- _EXTRACT_
=== Section Start ===

Rick Nelson and Claude Peck dispense unasked-for advice about clothing, etiquette, culture, relationships, grooming and more.
CP: So. Cher.
RN: There are no words. Well, maybe "Bow down." That's how I felt after her Vegas show. Her rendition of "Half Breed," wearing only a floor-length feather headdress and a few strategically placed beaded cotton balls, managed to sum up the entire 1970s in 45 seconds. There wasn't a dry seat in the house.
CP: After the bomb that was "Burlesque," I suppose Cher needs to keep earning somehow. That cosmetic surgery isn't going to pay for itself.
RN: A few years of medley-izing "Gypsies, Tramps and Thieves" and "Believe" at the Colosseum at Caesars Palace can't hurt. Bob Mackie can probably retire on the costume tab. Ditto the wigmakers.
CP: In my mind, you and Las Vegas don't crop up in the same sentence. Or even the same book. Your idea of a gamble is buying an oxford shirt that isn't light blue. You barely drink, and you rarely carouse.

=== Section End ===

- _SUPPLIED MATERIAL_
=== Section Start ===

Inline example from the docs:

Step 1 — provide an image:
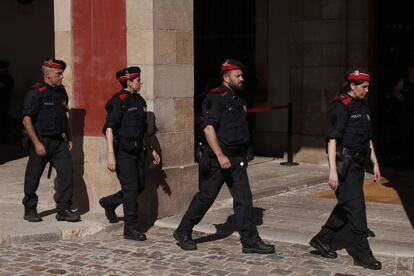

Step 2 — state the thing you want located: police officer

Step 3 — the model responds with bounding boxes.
[23,58,80,222]
[310,70,381,270]
[0,60,14,144]
[99,67,160,241]
[174,59,275,254]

=== Section End ===

- _EXERCISE DESCRIPTION_
Extract the passage from the column about Cher that begins with "RN: There are" and stops after "pay for itself.", copying it word for word.

- _RESULT OF THE EXERCISE_
RN: There are no words. Well, maybe "Bow down." That's how I felt after her Vegas show. Her rendition of "Half Breed," wearing only a floor-length feather headdress and a few strategically placed beaded cotton balls, managed to sum up the entire 1970s in 45 seconds. There wasn't a dry seat in the house.
CP: After the bomb that was "Burlesque," I suppose Cher needs to keep earning somehow. That cosmetic surgery isn't going to pay for itself.